Создавались рязанским мастером и модели церкви, когда-то построенной в далеком и уже исчезнувшем городе Зашиверске (от сибирского диалектного «шиверы» − пороги). Появился он в результате трудного и долгого освоения русскими Сибири. Здесь располагалось целое поселение, была построена церковь в лучших традициях деревянного зодчества. Но случилась беда – в город пришла страшная эпидемия, истребившая почти все население. К счастью, церковь в нем сохранилась, и спустя годы ее смог обследовать Александр Викторович Ополовников – ученый, архитектор и реставратор. Дефицитная книга Ополовникова однажды чудом попала в руки к Сергею Иннокентьевичу, который на тот момент уже занимался своим ремеслом, и еще больше вдохновила его на создание новых моделей. В том числе и миниатюры зашиверской церкви. К слову, этот памятник архитектуры перенесли в один из областных центров, где он гордо напоминает о таланте былых зодчих.
Сергей Иннокентьевич невольно поддается грусти об ушедшем теперь исконно русском деревянном зодчестве и утерянном стремлении к духовности.
– В Зашиверске, например, нет хорошего строевого леса, то есть люди на себе везли этот самый лес, чтобы построить храм. Ладно бы частокол или смотровые башни… Казалось бы, сделай в любой избе уголочек – и помолись. Но нет! Нужен храм.

ЗАДАНИЯ
**a)** Объясните, почему, согласно тексту о зашиверской церкви, людям приходилось везти лес для храма на себе.
**b)** Воспроизведите без изменений фрагмент текста о зашиверской церкви от слов «Сергей Иннокентьевич невольно» до слов «нет! Нужен храм.».

Фрагменты данных точечной разметки
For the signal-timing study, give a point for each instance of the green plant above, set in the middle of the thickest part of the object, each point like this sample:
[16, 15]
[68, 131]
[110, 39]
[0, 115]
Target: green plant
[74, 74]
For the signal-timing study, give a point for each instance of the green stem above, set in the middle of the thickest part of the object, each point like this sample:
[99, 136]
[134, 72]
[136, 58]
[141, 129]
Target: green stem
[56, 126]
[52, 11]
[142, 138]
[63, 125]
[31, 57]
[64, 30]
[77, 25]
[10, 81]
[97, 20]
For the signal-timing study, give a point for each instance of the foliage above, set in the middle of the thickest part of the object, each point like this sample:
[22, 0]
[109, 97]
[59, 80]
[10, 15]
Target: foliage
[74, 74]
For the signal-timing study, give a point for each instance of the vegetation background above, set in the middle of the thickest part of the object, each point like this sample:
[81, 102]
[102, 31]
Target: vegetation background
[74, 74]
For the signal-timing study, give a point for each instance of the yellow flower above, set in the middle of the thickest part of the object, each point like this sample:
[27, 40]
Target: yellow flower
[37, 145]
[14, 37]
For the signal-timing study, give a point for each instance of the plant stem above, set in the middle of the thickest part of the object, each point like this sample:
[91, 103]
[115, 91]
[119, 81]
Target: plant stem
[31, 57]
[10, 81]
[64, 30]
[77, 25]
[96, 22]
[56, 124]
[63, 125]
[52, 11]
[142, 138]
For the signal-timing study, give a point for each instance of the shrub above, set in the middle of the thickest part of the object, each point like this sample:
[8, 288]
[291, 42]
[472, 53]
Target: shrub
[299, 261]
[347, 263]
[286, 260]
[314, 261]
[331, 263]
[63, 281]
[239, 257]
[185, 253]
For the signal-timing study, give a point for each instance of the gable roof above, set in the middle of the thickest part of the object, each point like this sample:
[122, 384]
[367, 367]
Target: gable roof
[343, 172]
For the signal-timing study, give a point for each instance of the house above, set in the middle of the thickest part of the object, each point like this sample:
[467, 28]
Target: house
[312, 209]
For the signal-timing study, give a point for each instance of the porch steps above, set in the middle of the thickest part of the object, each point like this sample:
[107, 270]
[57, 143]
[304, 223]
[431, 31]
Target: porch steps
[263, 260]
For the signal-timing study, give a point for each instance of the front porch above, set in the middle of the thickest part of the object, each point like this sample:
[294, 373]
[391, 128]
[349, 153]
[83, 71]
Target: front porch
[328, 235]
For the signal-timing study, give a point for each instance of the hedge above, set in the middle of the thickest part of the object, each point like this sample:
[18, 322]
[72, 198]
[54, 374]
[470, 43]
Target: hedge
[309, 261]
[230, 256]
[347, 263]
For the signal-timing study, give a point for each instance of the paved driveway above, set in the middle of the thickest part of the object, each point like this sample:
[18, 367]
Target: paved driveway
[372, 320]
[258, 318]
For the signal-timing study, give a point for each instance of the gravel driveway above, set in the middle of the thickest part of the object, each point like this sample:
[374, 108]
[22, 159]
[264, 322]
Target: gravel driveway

ОТВЕТЫ
**a)** В Зашиверске не было хорошего строевого леса, поэтому для постройки храма люди доставляли его на себе.

**b)**
Сергей Иннокентьевич невольно поддается грусти об ушедшем теперь исконно русском деревянном зодчестве и утерянном стремлении к духовности.
– В Зашиверске, например, нет хорошего строевого леса, то есть люди на себе везли этот самый лес, чтобы построить храм. Ладно бы частокол или смотровые башни… Казалось бы, сделай в любой избе уголочек – и помолись. Но нет! Нужен храм.